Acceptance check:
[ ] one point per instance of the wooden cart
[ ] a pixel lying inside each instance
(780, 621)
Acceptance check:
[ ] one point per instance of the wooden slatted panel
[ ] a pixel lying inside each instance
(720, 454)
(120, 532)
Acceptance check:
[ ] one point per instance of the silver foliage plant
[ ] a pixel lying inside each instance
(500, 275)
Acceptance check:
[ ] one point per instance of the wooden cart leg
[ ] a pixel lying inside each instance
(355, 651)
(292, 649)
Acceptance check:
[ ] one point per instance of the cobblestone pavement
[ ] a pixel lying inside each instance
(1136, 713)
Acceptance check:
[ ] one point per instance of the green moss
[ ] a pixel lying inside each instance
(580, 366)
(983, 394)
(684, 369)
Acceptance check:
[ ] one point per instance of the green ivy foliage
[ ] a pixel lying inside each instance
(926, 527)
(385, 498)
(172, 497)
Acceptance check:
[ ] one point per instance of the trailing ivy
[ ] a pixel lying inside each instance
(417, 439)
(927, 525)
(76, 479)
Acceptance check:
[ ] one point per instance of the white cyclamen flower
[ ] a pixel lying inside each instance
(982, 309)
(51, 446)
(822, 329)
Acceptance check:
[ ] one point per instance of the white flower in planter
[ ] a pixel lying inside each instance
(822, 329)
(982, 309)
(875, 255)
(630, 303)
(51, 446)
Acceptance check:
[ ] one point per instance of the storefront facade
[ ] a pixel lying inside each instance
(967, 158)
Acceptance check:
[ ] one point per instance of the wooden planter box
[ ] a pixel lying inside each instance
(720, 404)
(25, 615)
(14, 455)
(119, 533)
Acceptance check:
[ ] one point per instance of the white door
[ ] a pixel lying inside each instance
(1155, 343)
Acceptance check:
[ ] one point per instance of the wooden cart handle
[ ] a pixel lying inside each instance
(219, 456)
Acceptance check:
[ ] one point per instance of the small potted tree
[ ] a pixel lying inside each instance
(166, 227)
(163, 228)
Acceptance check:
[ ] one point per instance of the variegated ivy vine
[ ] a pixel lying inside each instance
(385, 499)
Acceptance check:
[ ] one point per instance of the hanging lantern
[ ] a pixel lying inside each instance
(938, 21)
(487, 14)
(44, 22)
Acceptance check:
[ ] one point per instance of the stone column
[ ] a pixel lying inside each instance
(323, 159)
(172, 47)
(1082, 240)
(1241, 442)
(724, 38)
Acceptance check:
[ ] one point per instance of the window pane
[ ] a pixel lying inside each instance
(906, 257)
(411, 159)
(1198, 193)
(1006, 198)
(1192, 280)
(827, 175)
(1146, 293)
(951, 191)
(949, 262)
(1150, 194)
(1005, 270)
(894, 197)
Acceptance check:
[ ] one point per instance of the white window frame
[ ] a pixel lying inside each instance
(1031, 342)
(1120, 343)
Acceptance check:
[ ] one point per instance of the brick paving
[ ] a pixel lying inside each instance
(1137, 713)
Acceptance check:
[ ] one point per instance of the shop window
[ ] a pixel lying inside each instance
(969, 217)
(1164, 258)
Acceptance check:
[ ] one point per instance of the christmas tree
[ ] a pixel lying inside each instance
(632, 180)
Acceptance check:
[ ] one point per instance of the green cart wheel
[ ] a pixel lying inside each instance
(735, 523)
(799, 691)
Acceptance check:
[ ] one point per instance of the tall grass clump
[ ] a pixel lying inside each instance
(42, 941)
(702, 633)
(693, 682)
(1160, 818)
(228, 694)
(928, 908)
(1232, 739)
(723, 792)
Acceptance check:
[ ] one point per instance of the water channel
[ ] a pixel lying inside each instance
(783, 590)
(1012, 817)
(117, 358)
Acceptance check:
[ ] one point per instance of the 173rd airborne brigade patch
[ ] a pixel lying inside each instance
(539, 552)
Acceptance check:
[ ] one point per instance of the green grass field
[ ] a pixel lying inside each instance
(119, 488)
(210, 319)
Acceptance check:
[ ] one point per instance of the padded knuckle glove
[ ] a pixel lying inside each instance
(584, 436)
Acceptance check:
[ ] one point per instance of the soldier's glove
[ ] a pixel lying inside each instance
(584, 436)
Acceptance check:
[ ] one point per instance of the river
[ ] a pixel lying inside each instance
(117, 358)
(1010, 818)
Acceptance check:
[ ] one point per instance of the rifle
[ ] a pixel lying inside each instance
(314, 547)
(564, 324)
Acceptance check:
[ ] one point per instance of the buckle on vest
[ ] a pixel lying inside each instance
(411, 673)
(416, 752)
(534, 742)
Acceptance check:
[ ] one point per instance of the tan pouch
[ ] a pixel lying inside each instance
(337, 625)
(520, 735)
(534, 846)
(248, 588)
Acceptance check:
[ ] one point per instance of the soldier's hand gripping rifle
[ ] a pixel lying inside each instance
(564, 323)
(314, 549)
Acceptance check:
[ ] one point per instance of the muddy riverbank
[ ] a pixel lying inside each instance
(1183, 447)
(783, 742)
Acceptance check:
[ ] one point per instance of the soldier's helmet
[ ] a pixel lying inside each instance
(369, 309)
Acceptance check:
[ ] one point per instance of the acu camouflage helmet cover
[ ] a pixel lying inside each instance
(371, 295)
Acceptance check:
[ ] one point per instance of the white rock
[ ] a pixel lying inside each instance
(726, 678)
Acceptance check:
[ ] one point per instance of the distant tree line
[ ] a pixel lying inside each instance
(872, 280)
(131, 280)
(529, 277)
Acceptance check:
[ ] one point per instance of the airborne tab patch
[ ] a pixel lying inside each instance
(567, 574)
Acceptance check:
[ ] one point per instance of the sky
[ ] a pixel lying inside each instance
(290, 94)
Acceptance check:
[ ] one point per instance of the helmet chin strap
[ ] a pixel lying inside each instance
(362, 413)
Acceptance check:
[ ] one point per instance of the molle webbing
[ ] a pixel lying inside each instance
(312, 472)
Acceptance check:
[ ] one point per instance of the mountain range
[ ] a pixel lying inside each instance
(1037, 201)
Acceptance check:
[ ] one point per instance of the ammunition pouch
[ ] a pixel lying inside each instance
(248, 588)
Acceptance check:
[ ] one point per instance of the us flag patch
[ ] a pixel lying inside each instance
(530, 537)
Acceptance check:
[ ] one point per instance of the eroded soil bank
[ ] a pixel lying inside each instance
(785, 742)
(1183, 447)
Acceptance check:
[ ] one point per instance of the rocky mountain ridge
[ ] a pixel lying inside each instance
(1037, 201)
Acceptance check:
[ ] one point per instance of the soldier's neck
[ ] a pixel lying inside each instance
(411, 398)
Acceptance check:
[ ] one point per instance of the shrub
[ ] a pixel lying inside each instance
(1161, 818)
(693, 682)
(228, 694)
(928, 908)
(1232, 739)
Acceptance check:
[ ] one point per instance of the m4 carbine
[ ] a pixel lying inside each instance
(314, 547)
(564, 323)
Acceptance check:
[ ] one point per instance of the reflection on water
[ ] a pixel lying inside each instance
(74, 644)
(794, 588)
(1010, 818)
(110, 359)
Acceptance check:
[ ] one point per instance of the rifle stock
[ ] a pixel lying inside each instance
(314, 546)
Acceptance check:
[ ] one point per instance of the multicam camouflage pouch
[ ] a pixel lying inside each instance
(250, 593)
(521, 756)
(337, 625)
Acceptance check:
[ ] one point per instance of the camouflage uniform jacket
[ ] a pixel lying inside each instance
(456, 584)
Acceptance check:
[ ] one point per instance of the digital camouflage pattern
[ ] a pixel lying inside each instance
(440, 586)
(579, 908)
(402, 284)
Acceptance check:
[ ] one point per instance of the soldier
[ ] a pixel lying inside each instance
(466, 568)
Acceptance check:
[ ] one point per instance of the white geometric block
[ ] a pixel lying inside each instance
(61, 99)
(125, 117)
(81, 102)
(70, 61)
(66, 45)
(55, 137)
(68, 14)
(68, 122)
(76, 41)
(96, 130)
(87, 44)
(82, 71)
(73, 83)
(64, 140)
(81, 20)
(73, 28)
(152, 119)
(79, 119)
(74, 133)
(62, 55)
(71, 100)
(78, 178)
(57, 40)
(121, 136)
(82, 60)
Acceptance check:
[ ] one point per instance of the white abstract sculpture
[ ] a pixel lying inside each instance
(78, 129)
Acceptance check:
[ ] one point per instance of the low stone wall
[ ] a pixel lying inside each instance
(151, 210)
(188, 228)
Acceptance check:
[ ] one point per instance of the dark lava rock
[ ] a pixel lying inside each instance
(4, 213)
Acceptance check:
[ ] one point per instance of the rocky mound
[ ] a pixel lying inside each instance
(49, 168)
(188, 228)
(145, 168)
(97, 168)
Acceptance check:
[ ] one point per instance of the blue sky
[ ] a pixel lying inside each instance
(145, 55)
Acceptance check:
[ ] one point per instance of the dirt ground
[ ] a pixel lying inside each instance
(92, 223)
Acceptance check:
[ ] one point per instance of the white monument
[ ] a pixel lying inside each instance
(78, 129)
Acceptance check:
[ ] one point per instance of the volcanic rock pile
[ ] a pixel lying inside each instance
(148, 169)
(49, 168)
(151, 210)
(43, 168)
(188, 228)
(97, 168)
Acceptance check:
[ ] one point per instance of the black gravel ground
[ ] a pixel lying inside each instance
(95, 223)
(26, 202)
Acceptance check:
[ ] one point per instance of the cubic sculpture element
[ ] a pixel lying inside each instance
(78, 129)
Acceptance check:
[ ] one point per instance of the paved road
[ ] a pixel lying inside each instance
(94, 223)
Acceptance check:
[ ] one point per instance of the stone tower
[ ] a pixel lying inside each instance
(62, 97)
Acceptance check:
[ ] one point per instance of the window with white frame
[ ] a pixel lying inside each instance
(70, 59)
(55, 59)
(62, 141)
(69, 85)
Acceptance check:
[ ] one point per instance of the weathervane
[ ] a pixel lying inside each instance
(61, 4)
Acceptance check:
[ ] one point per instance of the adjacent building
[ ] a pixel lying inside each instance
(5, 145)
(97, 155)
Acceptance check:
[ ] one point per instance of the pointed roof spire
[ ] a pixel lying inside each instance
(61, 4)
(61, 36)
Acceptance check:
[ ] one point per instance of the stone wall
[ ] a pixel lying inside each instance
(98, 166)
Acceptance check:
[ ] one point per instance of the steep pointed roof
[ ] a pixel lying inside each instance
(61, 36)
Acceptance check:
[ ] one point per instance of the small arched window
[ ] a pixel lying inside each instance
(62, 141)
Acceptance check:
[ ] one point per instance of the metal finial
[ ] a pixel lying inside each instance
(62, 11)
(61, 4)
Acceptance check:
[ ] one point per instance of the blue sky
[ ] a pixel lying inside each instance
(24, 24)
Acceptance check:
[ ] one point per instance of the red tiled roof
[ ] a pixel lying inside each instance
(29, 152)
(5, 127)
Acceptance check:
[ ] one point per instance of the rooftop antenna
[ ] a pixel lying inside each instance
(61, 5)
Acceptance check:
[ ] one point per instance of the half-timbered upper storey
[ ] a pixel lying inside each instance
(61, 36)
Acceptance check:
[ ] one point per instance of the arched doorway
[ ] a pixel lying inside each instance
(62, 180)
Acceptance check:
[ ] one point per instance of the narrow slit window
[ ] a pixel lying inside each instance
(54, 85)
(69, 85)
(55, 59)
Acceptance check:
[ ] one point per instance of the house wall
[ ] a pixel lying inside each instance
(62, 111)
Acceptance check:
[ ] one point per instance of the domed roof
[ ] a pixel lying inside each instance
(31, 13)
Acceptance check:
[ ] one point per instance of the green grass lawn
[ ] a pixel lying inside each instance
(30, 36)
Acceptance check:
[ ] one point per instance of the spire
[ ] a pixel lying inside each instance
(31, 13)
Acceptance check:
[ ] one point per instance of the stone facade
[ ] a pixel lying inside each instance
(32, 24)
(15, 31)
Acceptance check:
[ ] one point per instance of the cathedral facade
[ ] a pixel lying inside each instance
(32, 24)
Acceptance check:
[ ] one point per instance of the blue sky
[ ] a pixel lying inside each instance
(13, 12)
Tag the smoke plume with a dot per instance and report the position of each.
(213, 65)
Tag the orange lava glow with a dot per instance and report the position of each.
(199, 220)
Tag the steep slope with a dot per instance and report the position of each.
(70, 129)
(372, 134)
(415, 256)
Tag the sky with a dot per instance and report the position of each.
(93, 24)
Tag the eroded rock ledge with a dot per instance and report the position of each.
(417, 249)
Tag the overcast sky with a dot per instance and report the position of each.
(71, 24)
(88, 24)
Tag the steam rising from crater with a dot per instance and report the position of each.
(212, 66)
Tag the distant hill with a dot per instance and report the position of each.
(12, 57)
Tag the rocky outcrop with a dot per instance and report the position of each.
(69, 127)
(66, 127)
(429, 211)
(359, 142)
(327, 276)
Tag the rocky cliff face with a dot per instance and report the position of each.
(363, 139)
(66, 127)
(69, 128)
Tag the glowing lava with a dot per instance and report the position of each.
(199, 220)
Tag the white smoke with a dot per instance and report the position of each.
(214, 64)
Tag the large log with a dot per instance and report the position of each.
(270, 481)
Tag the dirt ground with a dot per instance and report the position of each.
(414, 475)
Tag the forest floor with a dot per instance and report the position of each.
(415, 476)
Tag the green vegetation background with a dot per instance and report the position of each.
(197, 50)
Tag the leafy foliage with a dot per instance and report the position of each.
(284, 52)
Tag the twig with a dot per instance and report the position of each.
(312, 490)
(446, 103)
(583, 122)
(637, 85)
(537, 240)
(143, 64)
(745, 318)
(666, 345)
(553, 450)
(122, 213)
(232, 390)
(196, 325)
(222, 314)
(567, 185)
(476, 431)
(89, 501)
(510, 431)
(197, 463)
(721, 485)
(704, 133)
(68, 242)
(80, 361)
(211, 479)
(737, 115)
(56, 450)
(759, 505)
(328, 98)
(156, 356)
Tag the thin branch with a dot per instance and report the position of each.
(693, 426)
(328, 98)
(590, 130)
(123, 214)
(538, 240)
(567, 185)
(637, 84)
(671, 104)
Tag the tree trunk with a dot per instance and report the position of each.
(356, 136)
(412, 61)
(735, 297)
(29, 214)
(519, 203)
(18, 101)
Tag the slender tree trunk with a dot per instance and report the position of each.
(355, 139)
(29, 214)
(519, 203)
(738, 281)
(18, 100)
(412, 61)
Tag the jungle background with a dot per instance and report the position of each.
++++
[EXERCISE OBJECTIVE]
Retype the records above, but only those lines that fall between the line containing "[ ] one point per instance of the rooftop" and the line containing "[ ] one point per instance of the arched", with both of those lines included, exactly as written.

[RESPONSE BELOW]
[ ] one point per instance of the rooftop antenna
[ ] a pixel lying inside each instance
(61, 5)
Acceptance check:
[ ] one point per instance of the half-timbered upper storey
[ ] a pixel lying inside each instance
(61, 36)
Acceptance check:
[ ] one point per instance of the arched doorway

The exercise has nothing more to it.